— start THE DATA —

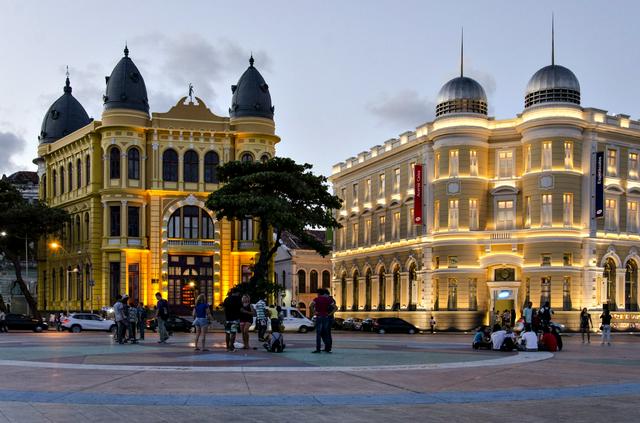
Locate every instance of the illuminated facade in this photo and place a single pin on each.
(135, 185)
(508, 212)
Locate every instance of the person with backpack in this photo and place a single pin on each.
(162, 314)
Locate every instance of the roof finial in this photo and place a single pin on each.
(462, 52)
(553, 41)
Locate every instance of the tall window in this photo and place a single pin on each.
(612, 162)
(474, 219)
(87, 164)
(133, 221)
(114, 163)
(632, 216)
(61, 179)
(453, 215)
(396, 180)
(453, 163)
(211, 161)
(473, 163)
(547, 210)
(381, 228)
(133, 163)
(395, 226)
(190, 171)
(505, 164)
(367, 190)
(633, 165)
(611, 215)
(79, 173)
(567, 210)
(505, 218)
(170, 166)
(568, 155)
(114, 220)
(547, 155)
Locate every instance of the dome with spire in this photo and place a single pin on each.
(65, 116)
(251, 96)
(125, 87)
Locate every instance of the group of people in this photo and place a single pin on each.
(130, 316)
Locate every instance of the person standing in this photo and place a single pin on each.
(246, 319)
(261, 318)
(232, 305)
(118, 311)
(162, 314)
(201, 320)
(321, 307)
(605, 318)
(585, 324)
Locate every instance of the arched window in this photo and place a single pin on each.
(211, 161)
(190, 171)
(61, 179)
(133, 163)
(313, 280)
(70, 177)
(114, 163)
(79, 173)
(302, 282)
(54, 182)
(326, 279)
(87, 164)
(170, 166)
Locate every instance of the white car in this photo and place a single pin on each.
(77, 322)
(293, 320)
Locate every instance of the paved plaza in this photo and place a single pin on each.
(85, 377)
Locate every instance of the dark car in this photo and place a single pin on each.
(173, 324)
(393, 325)
(22, 322)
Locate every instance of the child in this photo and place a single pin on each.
(275, 341)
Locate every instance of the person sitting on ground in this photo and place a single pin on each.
(480, 339)
(529, 339)
(497, 337)
(274, 342)
(548, 341)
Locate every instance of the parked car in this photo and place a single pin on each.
(293, 320)
(173, 324)
(22, 322)
(77, 322)
(352, 323)
(393, 325)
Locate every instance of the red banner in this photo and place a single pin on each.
(417, 199)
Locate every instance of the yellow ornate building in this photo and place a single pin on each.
(135, 185)
(509, 212)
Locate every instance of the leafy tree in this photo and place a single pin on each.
(280, 195)
(20, 221)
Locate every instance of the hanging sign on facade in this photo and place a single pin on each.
(599, 206)
(417, 202)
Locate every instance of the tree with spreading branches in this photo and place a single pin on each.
(280, 195)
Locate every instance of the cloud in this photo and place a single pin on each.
(404, 109)
(10, 145)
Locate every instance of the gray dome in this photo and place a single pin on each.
(65, 116)
(553, 83)
(461, 95)
(125, 87)
(251, 96)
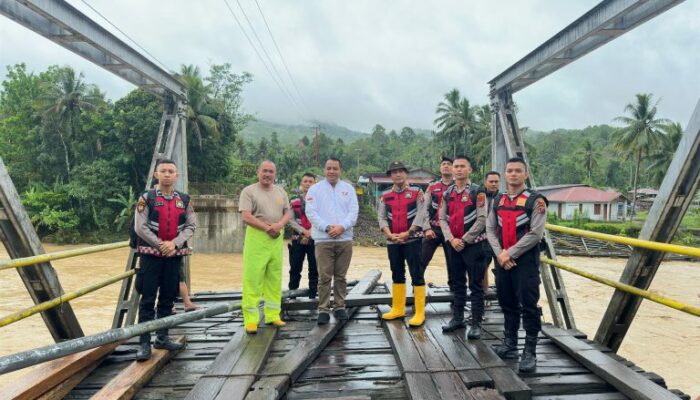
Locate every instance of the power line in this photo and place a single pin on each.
(262, 60)
(262, 47)
(296, 88)
(127, 36)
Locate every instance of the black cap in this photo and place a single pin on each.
(395, 166)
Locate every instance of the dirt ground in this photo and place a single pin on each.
(661, 340)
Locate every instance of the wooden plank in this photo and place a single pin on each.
(54, 372)
(624, 379)
(286, 370)
(239, 361)
(125, 385)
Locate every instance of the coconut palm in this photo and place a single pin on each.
(662, 157)
(640, 135)
(62, 101)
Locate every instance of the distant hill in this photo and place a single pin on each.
(290, 134)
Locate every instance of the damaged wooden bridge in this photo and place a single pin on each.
(363, 358)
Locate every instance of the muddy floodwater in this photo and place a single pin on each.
(661, 339)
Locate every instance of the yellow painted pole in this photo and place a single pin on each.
(27, 312)
(667, 247)
(627, 288)
(26, 261)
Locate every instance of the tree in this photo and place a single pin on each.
(662, 157)
(640, 135)
(62, 101)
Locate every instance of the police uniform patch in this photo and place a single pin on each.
(541, 206)
(481, 200)
(141, 204)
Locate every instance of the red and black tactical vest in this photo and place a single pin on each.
(461, 209)
(437, 190)
(166, 219)
(401, 208)
(299, 207)
(513, 216)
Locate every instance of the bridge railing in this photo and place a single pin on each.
(64, 298)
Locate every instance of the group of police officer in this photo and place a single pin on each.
(472, 224)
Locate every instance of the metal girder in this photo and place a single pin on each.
(20, 240)
(675, 195)
(508, 142)
(603, 23)
(61, 23)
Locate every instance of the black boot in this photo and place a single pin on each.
(144, 351)
(474, 330)
(509, 348)
(457, 321)
(528, 360)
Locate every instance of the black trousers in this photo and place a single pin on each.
(468, 262)
(518, 292)
(428, 248)
(402, 254)
(158, 276)
(297, 253)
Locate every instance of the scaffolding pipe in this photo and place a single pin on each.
(28, 312)
(675, 304)
(666, 247)
(42, 258)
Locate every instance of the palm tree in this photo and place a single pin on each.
(662, 157)
(640, 134)
(201, 108)
(62, 101)
(588, 156)
(456, 119)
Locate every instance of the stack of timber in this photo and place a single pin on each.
(363, 358)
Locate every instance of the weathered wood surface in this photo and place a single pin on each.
(280, 375)
(132, 378)
(54, 373)
(629, 382)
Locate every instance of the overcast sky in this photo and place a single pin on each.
(362, 62)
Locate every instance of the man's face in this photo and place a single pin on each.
(445, 168)
(267, 173)
(516, 173)
(166, 174)
(398, 176)
(332, 171)
(306, 183)
(461, 169)
(492, 182)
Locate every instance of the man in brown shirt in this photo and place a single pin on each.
(265, 211)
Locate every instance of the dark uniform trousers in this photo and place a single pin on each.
(518, 292)
(428, 250)
(402, 254)
(469, 261)
(154, 273)
(297, 252)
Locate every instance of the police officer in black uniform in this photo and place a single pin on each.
(462, 218)
(515, 228)
(164, 221)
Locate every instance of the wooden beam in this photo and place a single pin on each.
(286, 370)
(132, 378)
(624, 379)
(54, 373)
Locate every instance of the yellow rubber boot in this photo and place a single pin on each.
(398, 302)
(419, 305)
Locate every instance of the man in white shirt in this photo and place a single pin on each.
(331, 206)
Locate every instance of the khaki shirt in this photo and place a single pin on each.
(268, 206)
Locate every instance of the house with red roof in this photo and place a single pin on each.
(596, 204)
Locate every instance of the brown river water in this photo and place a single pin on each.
(661, 339)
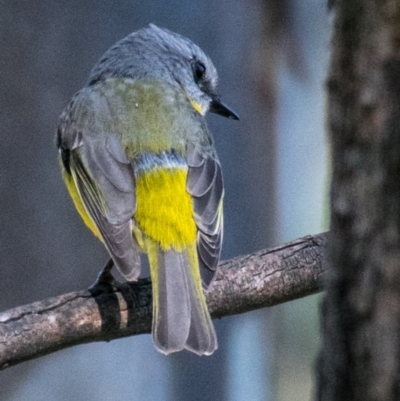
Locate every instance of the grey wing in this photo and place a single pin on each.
(104, 180)
(205, 185)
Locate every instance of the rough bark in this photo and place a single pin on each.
(265, 278)
(360, 357)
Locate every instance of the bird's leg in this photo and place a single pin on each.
(105, 278)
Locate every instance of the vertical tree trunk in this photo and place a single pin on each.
(360, 359)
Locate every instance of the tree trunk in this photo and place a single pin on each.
(360, 358)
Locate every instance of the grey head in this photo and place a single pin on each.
(157, 53)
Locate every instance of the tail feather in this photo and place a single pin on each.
(180, 316)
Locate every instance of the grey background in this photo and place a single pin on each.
(271, 57)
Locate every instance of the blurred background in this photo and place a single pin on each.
(272, 59)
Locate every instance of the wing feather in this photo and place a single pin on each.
(205, 184)
(104, 178)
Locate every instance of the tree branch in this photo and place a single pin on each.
(245, 283)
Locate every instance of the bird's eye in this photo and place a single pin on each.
(199, 69)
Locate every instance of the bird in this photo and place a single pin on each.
(140, 165)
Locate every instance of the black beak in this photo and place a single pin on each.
(217, 107)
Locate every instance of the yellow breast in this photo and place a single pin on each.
(164, 208)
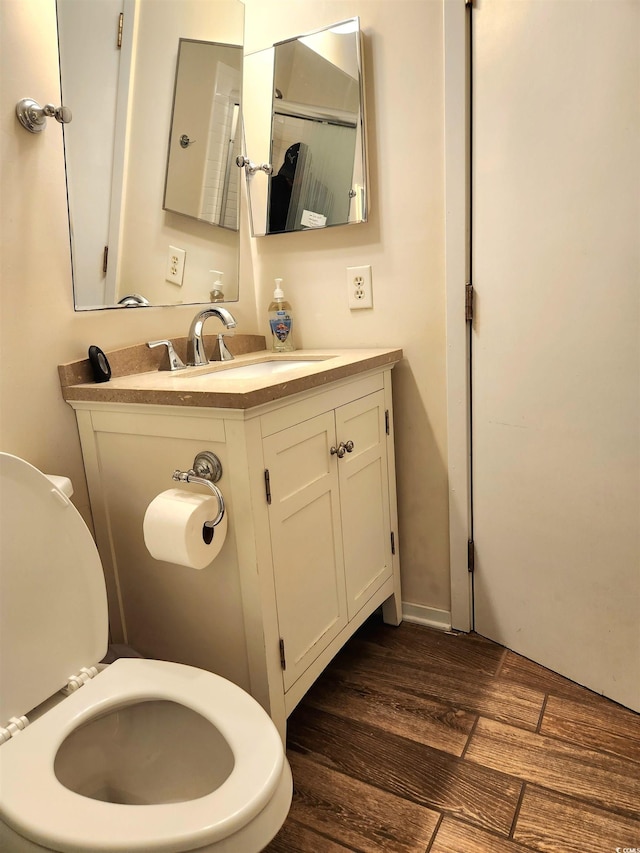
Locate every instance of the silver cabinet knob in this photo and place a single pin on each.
(342, 448)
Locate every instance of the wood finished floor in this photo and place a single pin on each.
(416, 741)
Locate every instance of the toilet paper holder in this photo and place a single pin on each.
(206, 471)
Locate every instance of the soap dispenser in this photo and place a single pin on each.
(216, 294)
(281, 321)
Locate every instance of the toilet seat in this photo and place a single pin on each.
(37, 806)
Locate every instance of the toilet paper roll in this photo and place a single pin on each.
(174, 528)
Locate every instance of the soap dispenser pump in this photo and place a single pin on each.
(281, 321)
(216, 294)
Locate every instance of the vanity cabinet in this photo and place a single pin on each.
(309, 486)
(329, 523)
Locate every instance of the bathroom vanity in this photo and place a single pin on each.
(305, 440)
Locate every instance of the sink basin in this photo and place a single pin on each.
(258, 369)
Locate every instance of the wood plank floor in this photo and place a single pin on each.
(416, 741)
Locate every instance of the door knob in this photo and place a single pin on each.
(342, 448)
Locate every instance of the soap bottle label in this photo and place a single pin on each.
(281, 325)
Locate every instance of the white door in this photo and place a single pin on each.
(556, 335)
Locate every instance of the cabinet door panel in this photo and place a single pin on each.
(304, 519)
(364, 496)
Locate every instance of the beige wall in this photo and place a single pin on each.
(403, 242)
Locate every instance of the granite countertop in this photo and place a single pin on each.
(137, 375)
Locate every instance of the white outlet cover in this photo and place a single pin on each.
(359, 287)
(175, 265)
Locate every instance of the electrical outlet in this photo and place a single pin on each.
(175, 265)
(359, 289)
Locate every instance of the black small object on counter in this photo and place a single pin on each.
(99, 364)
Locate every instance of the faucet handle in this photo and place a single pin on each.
(175, 362)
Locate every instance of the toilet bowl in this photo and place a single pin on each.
(140, 755)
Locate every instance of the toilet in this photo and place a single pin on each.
(139, 755)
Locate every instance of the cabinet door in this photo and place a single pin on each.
(364, 498)
(306, 540)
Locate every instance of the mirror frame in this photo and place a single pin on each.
(260, 71)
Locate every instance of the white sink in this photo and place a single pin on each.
(262, 368)
(258, 369)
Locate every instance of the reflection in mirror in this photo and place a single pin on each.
(318, 149)
(122, 240)
(202, 178)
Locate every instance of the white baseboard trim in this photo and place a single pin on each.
(430, 616)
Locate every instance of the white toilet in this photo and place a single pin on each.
(142, 755)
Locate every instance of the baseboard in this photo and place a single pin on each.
(430, 616)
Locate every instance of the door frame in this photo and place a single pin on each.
(457, 151)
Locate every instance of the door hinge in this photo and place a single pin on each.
(468, 302)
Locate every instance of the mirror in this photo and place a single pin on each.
(203, 180)
(129, 245)
(317, 144)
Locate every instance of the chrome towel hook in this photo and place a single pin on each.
(206, 471)
(33, 117)
(251, 168)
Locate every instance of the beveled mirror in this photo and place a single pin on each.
(202, 178)
(123, 241)
(317, 138)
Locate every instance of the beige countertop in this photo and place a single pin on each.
(216, 385)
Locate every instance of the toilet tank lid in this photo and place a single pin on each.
(53, 603)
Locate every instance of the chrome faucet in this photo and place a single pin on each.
(196, 355)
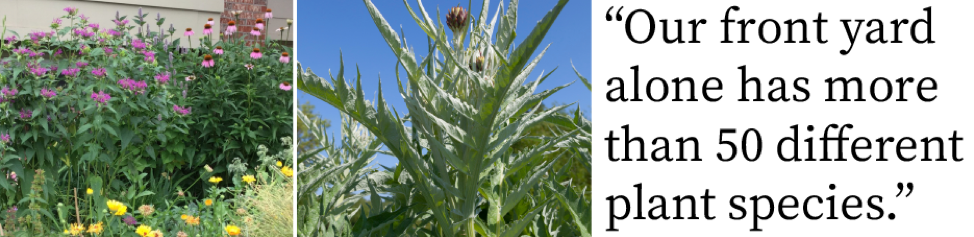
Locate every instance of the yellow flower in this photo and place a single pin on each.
(233, 230)
(114, 205)
(249, 178)
(121, 211)
(193, 220)
(143, 230)
(96, 228)
(215, 179)
(77, 229)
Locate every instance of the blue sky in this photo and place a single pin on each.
(345, 25)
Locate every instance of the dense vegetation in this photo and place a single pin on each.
(99, 124)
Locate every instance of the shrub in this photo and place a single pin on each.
(138, 118)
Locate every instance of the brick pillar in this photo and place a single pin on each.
(252, 10)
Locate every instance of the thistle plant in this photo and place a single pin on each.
(467, 103)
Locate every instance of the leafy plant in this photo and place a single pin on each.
(457, 174)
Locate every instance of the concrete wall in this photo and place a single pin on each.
(24, 16)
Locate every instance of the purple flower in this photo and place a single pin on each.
(163, 78)
(22, 50)
(101, 97)
(136, 43)
(9, 92)
(25, 113)
(130, 220)
(38, 71)
(48, 93)
(98, 72)
(70, 71)
(149, 56)
(137, 87)
(182, 110)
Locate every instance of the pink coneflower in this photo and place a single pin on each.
(207, 60)
(101, 97)
(71, 72)
(48, 93)
(132, 85)
(71, 10)
(26, 113)
(255, 54)
(136, 43)
(162, 78)
(182, 110)
(285, 58)
(231, 27)
(149, 56)
(260, 24)
(9, 92)
(38, 71)
(100, 72)
(22, 50)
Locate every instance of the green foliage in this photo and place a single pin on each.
(149, 141)
(458, 174)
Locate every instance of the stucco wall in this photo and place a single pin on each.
(24, 16)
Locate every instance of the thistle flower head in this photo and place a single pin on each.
(456, 18)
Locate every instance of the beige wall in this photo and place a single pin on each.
(24, 16)
(283, 10)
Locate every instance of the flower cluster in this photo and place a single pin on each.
(101, 97)
(182, 110)
(137, 87)
(71, 72)
(48, 93)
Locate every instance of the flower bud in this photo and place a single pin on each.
(457, 18)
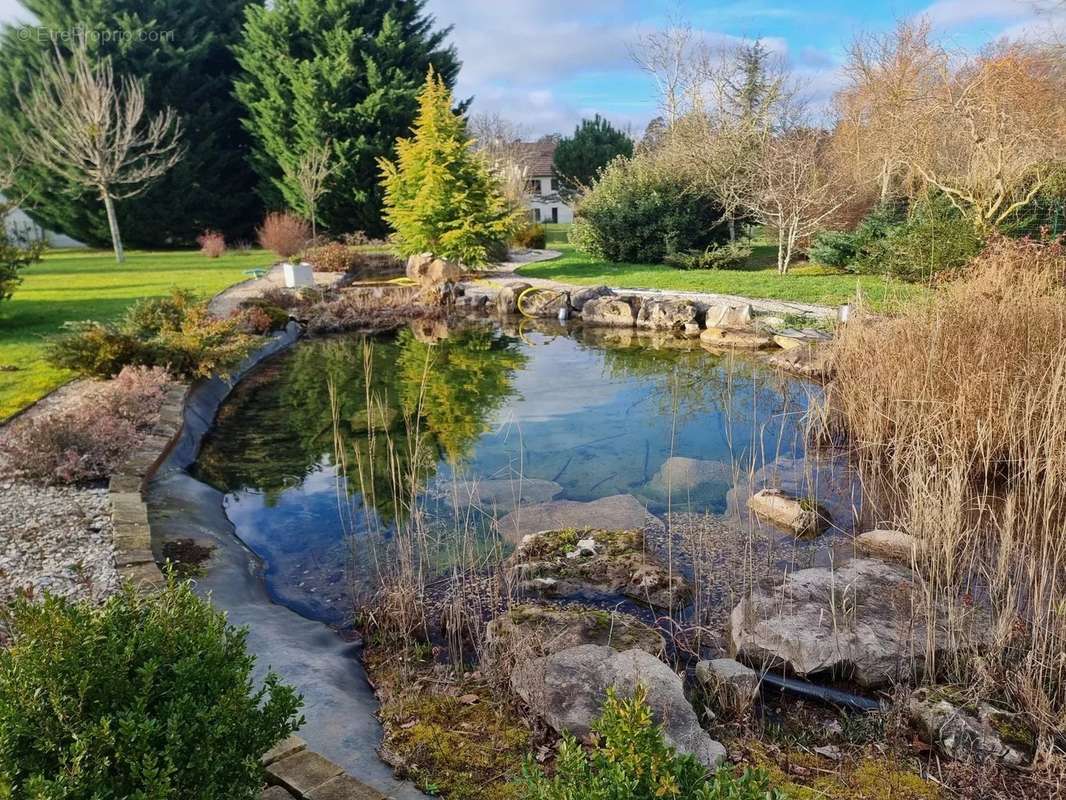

— end THE DATA —

**WORK TO BE COMPLETED:**
Pull out each line of the data above that contains the word "shirt".

**SOLUTION FOR THIS EXERCISE:**
Locate every instance of the man in brown shirt in this photo and place a single pin on each.
Locate every instance of the man in white shirt in this photo and place a single pin on each.
Locate every instance of the khaki shirt in this photo and place a single pin on each.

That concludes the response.